__TASK DESCRIPTION__:
Your task is to extract every line from the material below exactly.

__DATA SECTION__:
* * * * * * *

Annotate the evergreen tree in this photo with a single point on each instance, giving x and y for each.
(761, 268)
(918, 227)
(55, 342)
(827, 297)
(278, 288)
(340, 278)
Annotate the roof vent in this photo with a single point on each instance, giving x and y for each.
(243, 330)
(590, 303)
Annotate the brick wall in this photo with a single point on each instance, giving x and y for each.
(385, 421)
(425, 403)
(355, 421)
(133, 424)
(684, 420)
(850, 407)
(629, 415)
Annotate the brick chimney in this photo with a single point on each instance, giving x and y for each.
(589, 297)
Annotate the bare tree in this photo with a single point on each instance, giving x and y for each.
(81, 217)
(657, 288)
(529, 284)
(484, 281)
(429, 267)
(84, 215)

* * * * * * *

__RESULT__:
Annotate the evergreen tree in this photo with a single point on each instance, giving x and y for each.
(761, 268)
(918, 227)
(55, 342)
(827, 297)
(278, 288)
(340, 278)
Annotate the roof vent in this photo with a single point on each instance, giving x and y for each.
(243, 330)
(590, 303)
Annotate the brick wall in this photo with a single point on each instance, giving x and y for each.
(385, 421)
(425, 403)
(355, 421)
(133, 424)
(684, 420)
(850, 407)
(629, 415)
Annotate the brick chimney in this photo with a single point on each instance, giving x and y for each.
(589, 297)
Annotate the bare tree in this photo with a single point on each instance, giving x and y for each.
(81, 217)
(657, 288)
(529, 284)
(484, 281)
(429, 267)
(84, 215)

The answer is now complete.